The present invention concerns the human hepatitis B virus genome, isolated from hepatocellular carcinoma (HCC), and with a mutation at amino acid residue 133 (Methionine to Threonine) within the major surface antigen, its nucleotide sequence, the deduced amino acid sequence of the four major proteins, antigen, antibody, detection systems, development of effective vaccines, and antiviral agents.
HCC is one of the most common human liver cancers, particularly in Asia where 70% of the worldwide new cases are found every year. It usually arises in cirrhotic livers as a complication of chronic liver disease. The clinical manifestations of HCC patients are unspecific with signs and symptoms only appearing in the later stages of the cancer.

.....

● **WHAT NEEDS TO BE DONE**:
Copy out the part of the hepatitis B virus passage that opens with the words containing "The present invention" and closes with "of the cancer.", replacing "unspecific" with "nonspecific".

.....

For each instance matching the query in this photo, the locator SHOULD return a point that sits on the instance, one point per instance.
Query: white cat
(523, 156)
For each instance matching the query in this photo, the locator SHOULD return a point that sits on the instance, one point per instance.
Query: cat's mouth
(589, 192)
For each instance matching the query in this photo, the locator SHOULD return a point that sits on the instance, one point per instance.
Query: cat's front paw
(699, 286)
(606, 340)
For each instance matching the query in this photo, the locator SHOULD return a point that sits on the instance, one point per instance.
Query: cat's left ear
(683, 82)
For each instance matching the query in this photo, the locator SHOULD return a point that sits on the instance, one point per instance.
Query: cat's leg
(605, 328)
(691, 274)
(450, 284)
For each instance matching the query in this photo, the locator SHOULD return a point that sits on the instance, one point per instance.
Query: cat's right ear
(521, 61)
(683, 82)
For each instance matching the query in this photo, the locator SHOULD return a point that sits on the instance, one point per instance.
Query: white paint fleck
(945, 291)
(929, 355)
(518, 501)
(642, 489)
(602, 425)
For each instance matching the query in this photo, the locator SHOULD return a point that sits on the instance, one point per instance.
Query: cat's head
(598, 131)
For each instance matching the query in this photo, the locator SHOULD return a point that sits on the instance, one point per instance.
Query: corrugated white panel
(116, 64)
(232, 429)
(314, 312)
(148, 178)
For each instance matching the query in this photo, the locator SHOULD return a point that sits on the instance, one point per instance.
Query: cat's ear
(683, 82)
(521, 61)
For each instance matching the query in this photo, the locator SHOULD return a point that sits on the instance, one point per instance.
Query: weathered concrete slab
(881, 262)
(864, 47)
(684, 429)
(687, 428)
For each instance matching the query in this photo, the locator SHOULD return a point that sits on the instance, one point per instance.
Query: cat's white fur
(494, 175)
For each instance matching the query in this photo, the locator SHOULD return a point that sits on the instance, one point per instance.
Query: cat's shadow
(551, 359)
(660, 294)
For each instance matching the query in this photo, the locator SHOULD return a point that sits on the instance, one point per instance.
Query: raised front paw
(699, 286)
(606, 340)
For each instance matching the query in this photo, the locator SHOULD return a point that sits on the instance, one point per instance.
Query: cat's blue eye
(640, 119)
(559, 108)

.....

● **RESULT OF THIS EXERCISE**:
The present invention concerns the human hepatitis B virus genome, isolated from hepatocellular carcinoma (HCC), and with a mutation at amino acid residue 133 (Methionine to Threonine) within the major surface antigen, its nucleotide sequence, the deduced amino acid sequence of the four major proteins, antigen, antibody, detection systems, development of effective vaccines, and antiviral agents.
HCC is one of the most common human liver cancers, particularly in Asia where 70% of the worldwide new cases are found every year. It usually arises in cirrhotic livers as a complication of chronic liver disease. The clinical manifestations of HCC patients are nonspecific with signs and symptoms only appearing in the later stages of the cancer.